Exercise description
In the piece on Pembrokeshire duels, reproduce the part that opens with the words containing "Simon Hancock is" and closes with "was society then.", swapping "honour" for "reputation" wherever it occurs.

Document segment
++++
Pembrokeshire Duels

By Simon Hancock Calendar

Simon Hancock is a local historian with a passion for tales of Pembrokeshire. Here he tells of the conventions and traditions of duelling in the county exclusively for our Bluestone Blog. 

When we think of duels we immediately conjure up in our imaginations scenes of eighteenth-century gentlemen in powdered wigs attended by seconds preparing to do battle with swords or pistols regarding some minor and often trivial point of sc-called ‘honour.’ 

Men, and very occasionally women had always sought to resolve differences by combat even back to Celtic times and in the Middle Ages single combat was acceptable. The conventions of almost courtly duelling which emerged from the seventeenth century onwards. Duels were fought over matters of honour between men of equal rank. Any disagreement between a gentleman and social inferior could be laughed off without any loss of face. Such was society then.

Swords were used in earlier duels but by the nineteenth century we find pistols as the only weapons used in Pembrokeshire duels. The first recorded duel in Pembrokeshire history occurred on 4th April 1683 in the last years of the reign of King Charles II when two gentlemen of London, Vaughan Phillips and Thomas Roach fought with swords on The Marsh roughly when the local authority offices are today. Another duel took place which resulted in the death of Thomas Howard in the seventeenth century. If you go to St. Michael’s Church, Rudbaxton you see his image pointing to a red mark on his breast. This is an allusion to a pistol shot or stab wound which caused his untimely death.

No fewer than three famous Pembrokeshire duels took place in the 1790s. On 15 March 1791 a duel was fought in Withybush Park near Haverfordwest between Captain Thomas Picton of Poyston and Hassel. Captain Picton was shot with a leaden pistol shot in his shoulder near his neck and was dangerously wounded. He obviously recovered and resumed his distinguished if highly controversial military career. He died on the field at Waterloo on 18 June 1815.

The second local duel of the 1790s was that involving the circumstances of the French invasion near Fishguard in 1797. During the early manoeuvring after the landing the decision of Lieutenant Colonel Knox to retreat from the town with his Fencibles came in for withering criticism so that later, a group of Pembrokeshire yeomanry officers stated their intention to resign their commissions rather than serve under Knox at a future date. His leadership was ‘ignorant of duty and want of judgement.’ Knox was relieved of his command and noting the name of the officer at the head of the list, Lord Cawdor, he sent a servant to Stackpole Court calling for satisfaction. 

Somewhere between the present villages of Burton and Houghton the parties met. We do not know the outcome; it remains only a tantalising possibility that a duel occurred.

The most famous duel in Pembrokeshire history took place two years later and gave rise to the ironic place name today of ‘Fortune’s Frolic’ at Haverfordwest. The encounter involved Samuel Fortune who was a member of an old Haverfordwest family who was born in 1776. He entered his father’s tannery business although in some accounts he is described as a ‘gentleman.’ He befriended John James, an articled clerk who was related to the powerful and wealthy James family of Pantsaeson near Moylegrove in north Pembrokeshire. On 16 September 1799 the two had a trivial row. Rashly Samuel struck his friend on the shoulder with his whip and they parted in anger.
++++
Record set
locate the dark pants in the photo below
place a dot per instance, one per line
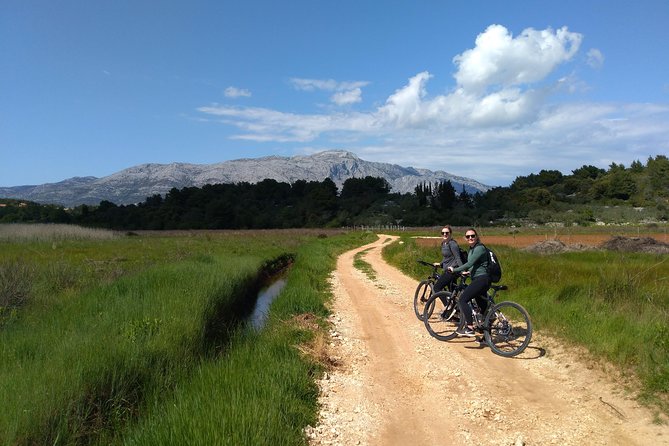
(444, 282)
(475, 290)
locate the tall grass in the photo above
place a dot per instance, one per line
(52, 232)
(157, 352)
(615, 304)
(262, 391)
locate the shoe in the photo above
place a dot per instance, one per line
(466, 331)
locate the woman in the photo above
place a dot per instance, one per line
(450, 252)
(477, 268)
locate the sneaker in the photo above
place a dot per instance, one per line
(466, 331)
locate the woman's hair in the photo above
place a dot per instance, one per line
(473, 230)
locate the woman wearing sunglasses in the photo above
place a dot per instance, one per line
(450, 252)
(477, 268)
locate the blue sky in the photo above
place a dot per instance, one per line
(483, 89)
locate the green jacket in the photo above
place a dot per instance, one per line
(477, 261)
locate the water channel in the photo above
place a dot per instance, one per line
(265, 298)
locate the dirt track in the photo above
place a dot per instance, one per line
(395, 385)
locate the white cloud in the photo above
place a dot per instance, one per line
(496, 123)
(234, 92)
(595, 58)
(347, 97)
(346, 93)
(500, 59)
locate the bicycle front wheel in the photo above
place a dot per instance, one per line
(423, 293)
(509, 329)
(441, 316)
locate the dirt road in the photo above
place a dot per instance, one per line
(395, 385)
++++
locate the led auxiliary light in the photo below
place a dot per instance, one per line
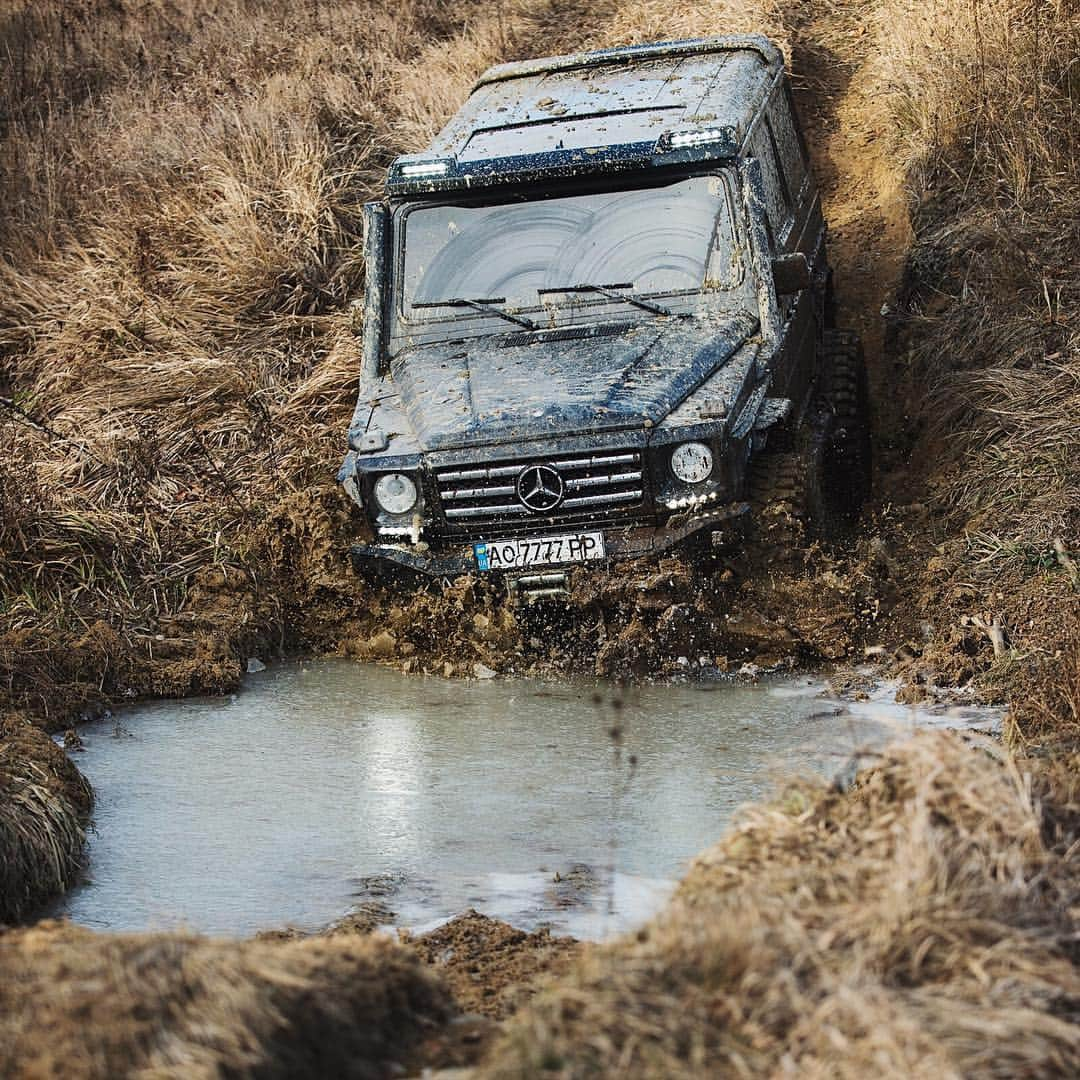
++++
Solution to this problem
Simon Hancock is a local historian with a passion for tales of Pembrokeshire. Here he tells of the conventions and traditions of duelling in the county exclusively for our Bluestone Blog. 

When we think of duels we immediately conjure up in our imaginations scenes of eighteenth-century gentlemen in powdered wigs attended by seconds preparing to do battle with swords or pistols regarding some minor and often trivial point of sc-called ‘reputation.’ 

Men, and very occasionally women had always sought to resolve differences by combat even back to Celtic times and in the Middle Ages single combat was acceptable. The conventions of almost courtly duelling which emerged from the seventeenth century onwards. Duels were fought over matters of reputation between men of equal rank. Any disagreement between a gentleman and social inferior could be laughed off without any loss of face. Such was society then.